Stored dataset items
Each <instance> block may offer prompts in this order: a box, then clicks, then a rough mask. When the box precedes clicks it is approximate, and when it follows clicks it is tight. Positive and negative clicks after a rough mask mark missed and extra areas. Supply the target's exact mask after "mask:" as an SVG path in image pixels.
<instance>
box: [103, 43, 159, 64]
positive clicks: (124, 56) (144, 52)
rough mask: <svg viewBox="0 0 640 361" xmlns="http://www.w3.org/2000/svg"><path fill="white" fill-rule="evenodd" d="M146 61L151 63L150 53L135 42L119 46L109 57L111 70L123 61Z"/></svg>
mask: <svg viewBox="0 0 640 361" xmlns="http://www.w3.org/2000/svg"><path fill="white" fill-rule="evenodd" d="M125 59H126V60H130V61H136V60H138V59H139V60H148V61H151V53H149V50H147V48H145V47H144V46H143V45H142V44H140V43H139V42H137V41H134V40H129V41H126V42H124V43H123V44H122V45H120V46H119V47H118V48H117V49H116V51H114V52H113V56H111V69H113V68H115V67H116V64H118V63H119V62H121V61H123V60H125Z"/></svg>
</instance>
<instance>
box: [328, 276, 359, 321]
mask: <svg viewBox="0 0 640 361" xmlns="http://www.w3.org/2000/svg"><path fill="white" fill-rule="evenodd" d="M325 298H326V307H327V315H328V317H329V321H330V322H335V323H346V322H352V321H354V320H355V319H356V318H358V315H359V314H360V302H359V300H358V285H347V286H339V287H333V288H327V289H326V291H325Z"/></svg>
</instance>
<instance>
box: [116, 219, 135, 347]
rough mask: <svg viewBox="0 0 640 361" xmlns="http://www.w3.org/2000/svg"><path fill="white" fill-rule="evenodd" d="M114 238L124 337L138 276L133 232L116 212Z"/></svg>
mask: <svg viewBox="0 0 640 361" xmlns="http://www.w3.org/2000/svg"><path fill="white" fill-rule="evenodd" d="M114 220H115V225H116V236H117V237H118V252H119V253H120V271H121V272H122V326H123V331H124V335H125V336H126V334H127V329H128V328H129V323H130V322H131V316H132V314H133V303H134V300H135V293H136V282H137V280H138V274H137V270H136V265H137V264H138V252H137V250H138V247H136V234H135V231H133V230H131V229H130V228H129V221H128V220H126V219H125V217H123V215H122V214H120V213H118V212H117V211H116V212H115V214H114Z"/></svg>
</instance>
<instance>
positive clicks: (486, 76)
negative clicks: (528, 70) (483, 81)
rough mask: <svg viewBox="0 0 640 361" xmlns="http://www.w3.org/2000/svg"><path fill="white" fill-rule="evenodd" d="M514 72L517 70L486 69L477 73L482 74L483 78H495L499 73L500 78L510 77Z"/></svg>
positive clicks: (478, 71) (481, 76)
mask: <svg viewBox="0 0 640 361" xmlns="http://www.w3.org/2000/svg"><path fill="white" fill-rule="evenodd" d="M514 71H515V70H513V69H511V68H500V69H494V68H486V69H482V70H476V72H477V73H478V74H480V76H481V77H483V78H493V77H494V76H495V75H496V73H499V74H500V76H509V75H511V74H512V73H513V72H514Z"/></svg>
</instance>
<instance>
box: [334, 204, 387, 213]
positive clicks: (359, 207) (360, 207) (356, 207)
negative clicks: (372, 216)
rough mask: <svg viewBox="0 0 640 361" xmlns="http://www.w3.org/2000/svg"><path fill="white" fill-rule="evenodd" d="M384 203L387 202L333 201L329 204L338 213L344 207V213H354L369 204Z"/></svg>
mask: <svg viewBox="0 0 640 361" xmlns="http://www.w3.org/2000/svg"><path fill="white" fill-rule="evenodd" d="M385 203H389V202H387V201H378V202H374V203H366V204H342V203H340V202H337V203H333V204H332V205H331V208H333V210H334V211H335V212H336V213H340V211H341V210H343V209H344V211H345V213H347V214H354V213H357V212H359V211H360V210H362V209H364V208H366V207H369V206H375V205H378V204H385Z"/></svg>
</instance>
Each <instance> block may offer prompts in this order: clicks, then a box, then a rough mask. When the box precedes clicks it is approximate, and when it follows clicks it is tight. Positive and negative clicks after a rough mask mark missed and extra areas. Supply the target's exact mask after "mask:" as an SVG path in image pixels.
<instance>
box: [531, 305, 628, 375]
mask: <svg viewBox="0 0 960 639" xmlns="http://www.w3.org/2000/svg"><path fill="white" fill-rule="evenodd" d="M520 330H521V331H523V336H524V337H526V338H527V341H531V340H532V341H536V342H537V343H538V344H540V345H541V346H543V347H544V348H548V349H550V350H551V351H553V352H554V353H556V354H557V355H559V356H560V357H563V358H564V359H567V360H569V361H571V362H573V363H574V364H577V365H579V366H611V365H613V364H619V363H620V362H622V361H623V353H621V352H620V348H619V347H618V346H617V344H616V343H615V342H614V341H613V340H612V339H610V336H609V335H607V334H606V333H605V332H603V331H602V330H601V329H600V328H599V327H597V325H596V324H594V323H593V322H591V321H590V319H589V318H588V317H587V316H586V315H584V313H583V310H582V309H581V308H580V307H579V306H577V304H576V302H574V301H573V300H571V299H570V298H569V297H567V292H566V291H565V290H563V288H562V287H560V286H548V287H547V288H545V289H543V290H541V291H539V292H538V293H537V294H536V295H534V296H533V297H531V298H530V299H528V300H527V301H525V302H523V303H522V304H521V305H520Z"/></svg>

_Your objective_: What you return should match the entries above exactly.

_Response for this exercise_:
Each <instance> block may offer prompts in this order: a box, then clicks, then a rough mask. When the box precedes clicks it is approximate, and when it follows clicks it is tight. Positive and negative clicks after a rough mask mark missed and extra areas. Supply the target's exact mask after "mask:" as an SVG path in image pixels.
<instance>
box: [103, 43, 159, 64]
positive clicks: (124, 56) (144, 52)
rough mask: <svg viewBox="0 0 640 361" xmlns="http://www.w3.org/2000/svg"><path fill="white" fill-rule="evenodd" d="M146 61L151 63L150 53L135 42L119 46L109 57L111 70L123 61Z"/></svg>
mask: <svg viewBox="0 0 640 361" xmlns="http://www.w3.org/2000/svg"><path fill="white" fill-rule="evenodd" d="M125 59H126V60H130V61H136V60H138V59H139V60H148V61H151V53H149V50H147V48H145V47H144V46H143V45H142V44H140V43H139V42H137V41H134V40H129V41H126V42H124V43H123V44H122V45H120V46H119V47H118V48H117V49H116V51H114V52H113V56H111V69H113V68H115V67H116V64H118V63H119V62H121V61H123V60H125Z"/></svg>
</instance>
<instance>
box: [328, 276, 359, 321]
mask: <svg viewBox="0 0 640 361" xmlns="http://www.w3.org/2000/svg"><path fill="white" fill-rule="evenodd" d="M325 298H326V307H327V315H328V317H329V321H330V322H335V323H346V322H352V321H354V320H355V319H356V318H358V315H359V314H360V302H359V300H358V285H347V286H339V287H333V288H327V289H326V291H325Z"/></svg>
</instance>
<instance>
box: [116, 219, 135, 347]
rough mask: <svg viewBox="0 0 640 361" xmlns="http://www.w3.org/2000/svg"><path fill="white" fill-rule="evenodd" d="M114 238L124 337L138 276L133 232L116 212Z"/></svg>
mask: <svg viewBox="0 0 640 361" xmlns="http://www.w3.org/2000/svg"><path fill="white" fill-rule="evenodd" d="M114 220H115V225H116V236H117V237H118V252H119V253H120V271H121V272H122V326H123V331H124V335H125V336H126V334H127V329H128V328H129V323H130V322H131V316H132V314H133V303H134V300H135V293H136V282H137V280H138V274H137V270H136V265H137V264H138V252H137V250H138V247H136V234H135V231H133V230H131V229H130V228H129V221H128V220H126V219H125V217H123V215H122V214H120V213H118V212H117V211H116V212H115V214H114Z"/></svg>
</instance>
<instance>
positive clicks: (486, 76)
negative clicks: (528, 70) (483, 81)
rough mask: <svg viewBox="0 0 640 361" xmlns="http://www.w3.org/2000/svg"><path fill="white" fill-rule="evenodd" d="M514 72L517 70L486 69L477 73L482 74L483 78H495L499 73L500 78L510 77Z"/></svg>
positive clicks: (478, 71) (481, 76)
mask: <svg viewBox="0 0 640 361" xmlns="http://www.w3.org/2000/svg"><path fill="white" fill-rule="evenodd" d="M514 71H515V70H513V69H511V68H500V69H494V68H486V69H482V70H476V72H477V73H478V74H480V76H481V77H483V78H493V77H494V76H495V75H496V73H499V74H500V76H509V75H511V74H512V73H513V72H514Z"/></svg>
</instance>
<instance>
box: [334, 204, 387, 213]
positive clicks: (359, 207) (360, 207) (356, 207)
negative clicks: (372, 216)
rough mask: <svg viewBox="0 0 640 361" xmlns="http://www.w3.org/2000/svg"><path fill="white" fill-rule="evenodd" d="M384 203L387 202L333 201L329 204L338 213L344 207V213H354L369 204Z"/></svg>
mask: <svg viewBox="0 0 640 361" xmlns="http://www.w3.org/2000/svg"><path fill="white" fill-rule="evenodd" d="M385 203H389V202H387V201H378V202H374V203H366V204H342V203H340V202H337V203H333V204H332V205H331V208H333V210H334V211H335V212H336V213H340V211H341V210H343V209H344V211H345V213H347V214H354V213H357V212H359V211H360V210H362V209H364V208H366V207H369V206H375V205H378V204H385Z"/></svg>
</instance>
Each <instance> block may offer prompts in this order: clicks, then a box, then a rough mask. When the box precedes clicks it is approximate, and when it follows clicks it is tight. Positive and negative clicks after a rough mask mark missed and extra areas. Supply the target's exact mask after "mask:" as an SVG path in image pixels.
<instance>
box: [531, 305, 628, 375]
mask: <svg viewBox="0 0 960 639" xmlns="http://www.w3.org/2000/svg"><path fill="white" fill-rule="evenodd" d="M520 330H521V331H523V336H524V337H526V338H527V341H531V340H532V341H536V342H537V343H538V344H540V345H541V346H543V347H544V348H548V349H550V350H551V351H553V352H554V353H556V354H557V355H559V356H560V357H563V358H564V359H567V360H569V361H571V362H573V363H574V364H577V365H579V366H611V365H613V364H619V363H620V362H622V361H623V353H621V352H620V348H619V347H618V346H617V344H616V343H615V342H614V341H613V340H612V339H610V336H609V335H607V334H606V333H605V332H603V331H602V330H601V329H600V328H599V327H597V325H596V324H594V323H593V322H591V321H590V319H589V318H588V317H587V316H586V315H584V313H583V310H582V309H581V308H580V307H579V306H577V304H576V302H574V301H573V300H571V299H570V298H569V297H567V292H566V291H565V290H563V288H562V287H560V286H548V287H547V288H545V289H543V290H541V291H539V292H538V293H537V294H536V295H534V296H533V297H531V298H530V299H528V300H527V301H525V302H523V303H522V304H521V305H520Z"/></svg>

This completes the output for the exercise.